Begin
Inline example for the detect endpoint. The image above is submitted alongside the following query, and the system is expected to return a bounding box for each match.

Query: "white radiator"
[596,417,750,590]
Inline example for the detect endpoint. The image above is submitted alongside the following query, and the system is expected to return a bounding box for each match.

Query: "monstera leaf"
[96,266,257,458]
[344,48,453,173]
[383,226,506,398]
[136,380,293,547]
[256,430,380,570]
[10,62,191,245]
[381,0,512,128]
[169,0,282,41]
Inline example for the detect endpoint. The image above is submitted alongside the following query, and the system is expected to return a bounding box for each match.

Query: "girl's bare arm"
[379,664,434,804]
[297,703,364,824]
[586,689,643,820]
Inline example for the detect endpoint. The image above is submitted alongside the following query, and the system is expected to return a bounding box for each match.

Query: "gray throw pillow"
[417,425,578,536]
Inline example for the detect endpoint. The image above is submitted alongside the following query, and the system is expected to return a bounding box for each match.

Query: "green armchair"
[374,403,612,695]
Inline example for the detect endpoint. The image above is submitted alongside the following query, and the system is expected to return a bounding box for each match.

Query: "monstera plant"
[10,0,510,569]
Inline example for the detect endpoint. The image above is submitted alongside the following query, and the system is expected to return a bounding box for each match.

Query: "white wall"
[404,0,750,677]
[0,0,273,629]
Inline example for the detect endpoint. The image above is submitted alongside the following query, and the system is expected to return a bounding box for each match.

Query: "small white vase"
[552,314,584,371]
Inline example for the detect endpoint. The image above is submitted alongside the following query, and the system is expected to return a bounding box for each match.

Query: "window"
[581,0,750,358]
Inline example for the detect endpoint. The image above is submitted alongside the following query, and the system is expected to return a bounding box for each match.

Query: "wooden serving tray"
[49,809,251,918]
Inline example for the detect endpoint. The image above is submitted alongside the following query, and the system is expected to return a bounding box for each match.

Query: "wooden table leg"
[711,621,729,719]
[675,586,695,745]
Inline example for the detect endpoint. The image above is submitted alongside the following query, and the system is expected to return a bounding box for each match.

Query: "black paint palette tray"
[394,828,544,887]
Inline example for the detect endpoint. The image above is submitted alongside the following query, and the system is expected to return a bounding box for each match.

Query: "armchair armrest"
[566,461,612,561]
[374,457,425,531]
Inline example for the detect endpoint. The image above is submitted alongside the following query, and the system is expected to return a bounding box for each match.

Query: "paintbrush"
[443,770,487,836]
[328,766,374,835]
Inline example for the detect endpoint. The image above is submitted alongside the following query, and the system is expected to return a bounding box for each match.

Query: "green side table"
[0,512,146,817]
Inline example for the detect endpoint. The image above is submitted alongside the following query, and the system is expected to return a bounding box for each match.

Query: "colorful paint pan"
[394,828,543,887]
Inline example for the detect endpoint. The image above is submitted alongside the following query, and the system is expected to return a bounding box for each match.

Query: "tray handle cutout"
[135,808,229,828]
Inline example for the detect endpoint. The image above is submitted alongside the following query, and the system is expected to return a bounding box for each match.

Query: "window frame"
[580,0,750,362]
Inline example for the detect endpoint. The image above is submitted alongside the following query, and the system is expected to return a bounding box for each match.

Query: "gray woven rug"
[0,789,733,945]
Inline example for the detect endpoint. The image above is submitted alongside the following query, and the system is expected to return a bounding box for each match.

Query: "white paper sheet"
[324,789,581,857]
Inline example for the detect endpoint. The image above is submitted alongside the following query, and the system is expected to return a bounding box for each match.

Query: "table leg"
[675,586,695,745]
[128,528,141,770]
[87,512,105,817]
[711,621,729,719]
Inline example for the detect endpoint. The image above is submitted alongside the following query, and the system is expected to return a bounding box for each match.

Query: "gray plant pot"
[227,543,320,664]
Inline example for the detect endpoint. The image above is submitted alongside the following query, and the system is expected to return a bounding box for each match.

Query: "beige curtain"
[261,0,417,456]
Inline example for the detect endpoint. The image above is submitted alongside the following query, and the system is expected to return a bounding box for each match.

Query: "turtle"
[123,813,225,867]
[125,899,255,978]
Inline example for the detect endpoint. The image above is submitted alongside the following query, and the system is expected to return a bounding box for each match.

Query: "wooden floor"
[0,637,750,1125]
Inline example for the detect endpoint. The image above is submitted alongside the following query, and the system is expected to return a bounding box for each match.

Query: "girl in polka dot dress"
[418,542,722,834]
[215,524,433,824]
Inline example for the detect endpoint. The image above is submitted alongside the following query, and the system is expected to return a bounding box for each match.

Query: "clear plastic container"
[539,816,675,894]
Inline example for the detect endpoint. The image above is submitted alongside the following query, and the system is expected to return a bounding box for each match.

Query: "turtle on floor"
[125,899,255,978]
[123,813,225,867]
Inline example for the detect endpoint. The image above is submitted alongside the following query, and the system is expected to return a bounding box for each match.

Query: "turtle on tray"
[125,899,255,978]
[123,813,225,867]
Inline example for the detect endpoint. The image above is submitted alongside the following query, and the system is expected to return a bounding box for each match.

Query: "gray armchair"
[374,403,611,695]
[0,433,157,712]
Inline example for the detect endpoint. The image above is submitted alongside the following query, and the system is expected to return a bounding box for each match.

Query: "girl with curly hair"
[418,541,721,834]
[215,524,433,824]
End
**EXERCISE DIRECTIONS**
Starting at the beginning of the listing and ending at the line that contains "[596,417,750,590]", reproduce those lines with "radiator" substituted by "heater" and everything else unchanged.

**COMPLETE OUTPUT**
Inline example for the detect endpoint. The image above is submitted alongside the following query, and the system is expected to return a bounding box for each match.

Query: "white heater"
[596,417,750,590]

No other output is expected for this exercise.